**The tasks**.
a: From the passage on copyright, reproduce the text starting at "2. Copyright is" and ending at "government subsidized content-monopoly.".
b: In the copyright passage, what does the current system entitle producers of content to?
c: Condense the paragraph of the copyright passage that begins "There is surely an argument in favor of copyright" into a shorter version that keeps its main facts.

--- START Selection ---

This is a major distinction, because most legislative discussions on this topic, particularly during the extension of the copyright term, are not premised upon what is in the public good or what will promote the most productivity and innovation, but rather what the content creators “deserve” or are “entitled to” by virtue of their creation. This lexicon is appropriate in the realm of taxation and sometimes in the realm of trade protection, but it is inappropriate in the realm of patents and copyrights.


2. Copyright is free market capitalism at work:
Copyright violates nearly every tenet of laissez faire capitalism. Under the current system of copyright, producers of content are entitled to a guaranteed, government instituted, government subsidized content-monopoly.


3. The current copyright legal regime leads to the greatest innovation and productivity:
There is surely an argument in favor of copyright, and it is the argument that our Founding Fathers were familiar with. While the size and scope of current copyright violations are vastly disproportionate to anything in previous history, in the 18th century our Founding Fathers were familiar with copyright violation. In fact Great Britain was quite angry at what was perceived to be rampant theft in the colonies of their intellectual property in the form of literature.

--- END Selection ---
--- START Extracted information ---

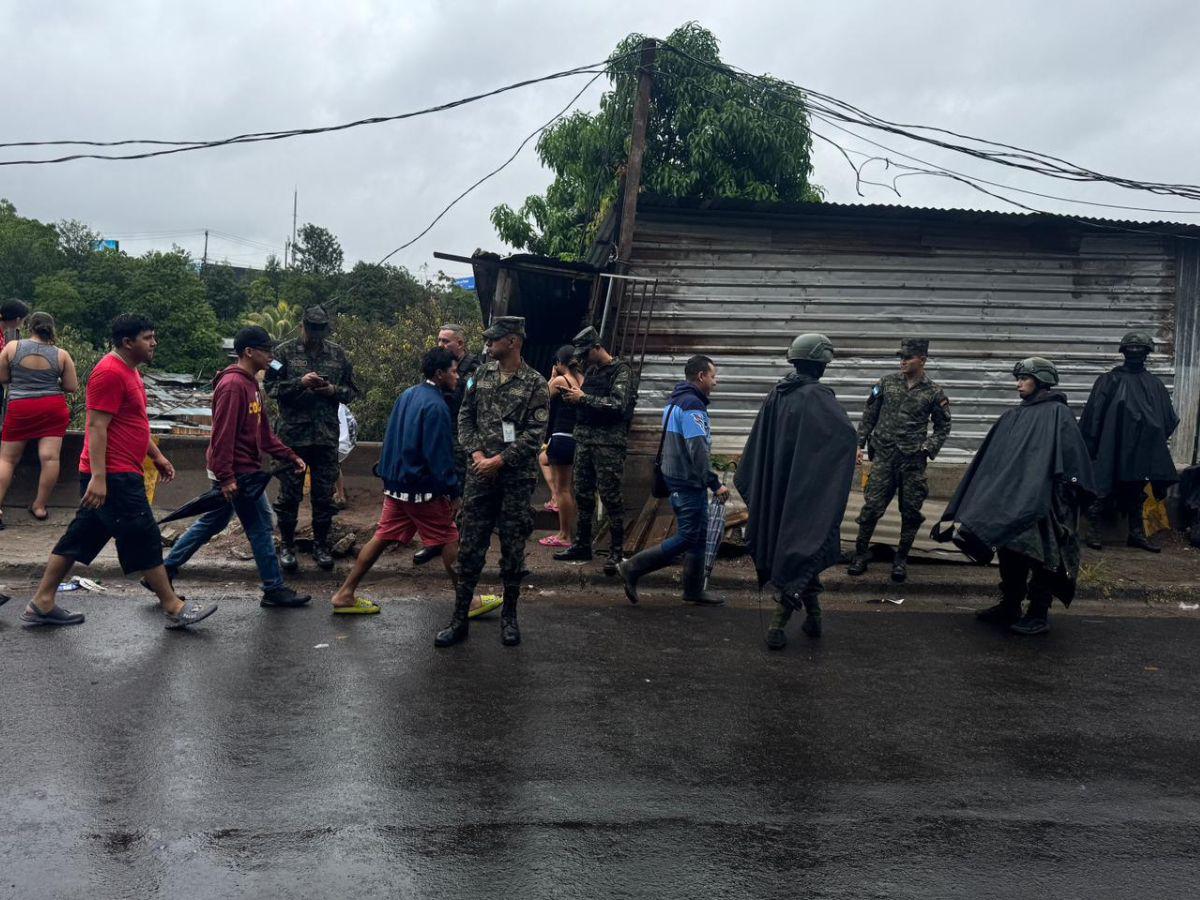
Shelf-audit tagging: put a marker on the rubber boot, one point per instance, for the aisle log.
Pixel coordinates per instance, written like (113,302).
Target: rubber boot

--- END Extracted information ---
--- START Extracted information ---

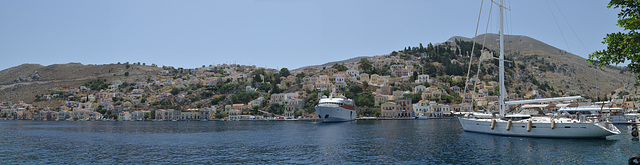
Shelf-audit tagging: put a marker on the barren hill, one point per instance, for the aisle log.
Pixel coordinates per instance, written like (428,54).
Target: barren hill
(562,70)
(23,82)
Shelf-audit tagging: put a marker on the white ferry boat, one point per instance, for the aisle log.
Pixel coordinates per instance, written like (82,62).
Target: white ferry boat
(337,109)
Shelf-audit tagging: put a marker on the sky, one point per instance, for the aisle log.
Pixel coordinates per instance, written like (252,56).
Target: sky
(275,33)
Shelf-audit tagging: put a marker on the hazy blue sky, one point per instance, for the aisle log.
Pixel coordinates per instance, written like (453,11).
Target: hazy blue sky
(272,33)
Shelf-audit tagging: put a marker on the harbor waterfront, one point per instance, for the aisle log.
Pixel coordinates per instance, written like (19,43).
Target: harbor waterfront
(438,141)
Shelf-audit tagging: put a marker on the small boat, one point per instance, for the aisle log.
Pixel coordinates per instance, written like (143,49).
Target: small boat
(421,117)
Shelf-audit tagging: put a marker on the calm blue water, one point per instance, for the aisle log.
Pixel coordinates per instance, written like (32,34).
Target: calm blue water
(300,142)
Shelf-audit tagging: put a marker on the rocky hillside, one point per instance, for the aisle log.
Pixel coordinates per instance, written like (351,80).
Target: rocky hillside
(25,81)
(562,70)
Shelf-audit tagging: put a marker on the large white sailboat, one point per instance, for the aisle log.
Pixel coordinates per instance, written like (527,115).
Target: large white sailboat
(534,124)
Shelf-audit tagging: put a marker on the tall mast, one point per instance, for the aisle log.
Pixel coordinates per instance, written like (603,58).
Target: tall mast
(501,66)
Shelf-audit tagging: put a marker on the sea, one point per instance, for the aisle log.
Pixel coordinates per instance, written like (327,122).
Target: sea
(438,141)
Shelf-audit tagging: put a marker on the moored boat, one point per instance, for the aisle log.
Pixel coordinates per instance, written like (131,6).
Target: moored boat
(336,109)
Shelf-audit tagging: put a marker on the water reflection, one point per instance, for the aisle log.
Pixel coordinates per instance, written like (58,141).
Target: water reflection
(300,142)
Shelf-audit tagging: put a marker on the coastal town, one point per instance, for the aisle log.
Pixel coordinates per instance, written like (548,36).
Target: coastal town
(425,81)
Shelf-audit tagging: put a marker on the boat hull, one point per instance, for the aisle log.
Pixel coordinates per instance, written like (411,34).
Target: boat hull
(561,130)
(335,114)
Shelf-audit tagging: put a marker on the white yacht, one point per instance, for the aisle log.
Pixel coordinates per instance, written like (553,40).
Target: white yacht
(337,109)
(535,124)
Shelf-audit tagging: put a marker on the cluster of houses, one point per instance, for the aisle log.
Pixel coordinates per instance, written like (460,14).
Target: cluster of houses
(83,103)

--- END Extracted information ---

**Responses per task**.
a:
2. Copyright is free market capitalism at work:
Copyright violates nearly every tenet of laissez faire capitalism. Under the current system of copyright, producers of content are entitled to a guaranteed, government instituted, government subsidized content-monopoly.

b: A guaranteed, government instituted, government subsidized content-monopoly.

c: There is an argument for copyright, and the Founding Fathers knew it. Today's copyright violations far exceed anything in earlier history, but the Founders were already familiar with such violation in the 18th century. Great Britain was angry at what it saw as rampant theft of its literary intellectual property in the colonies.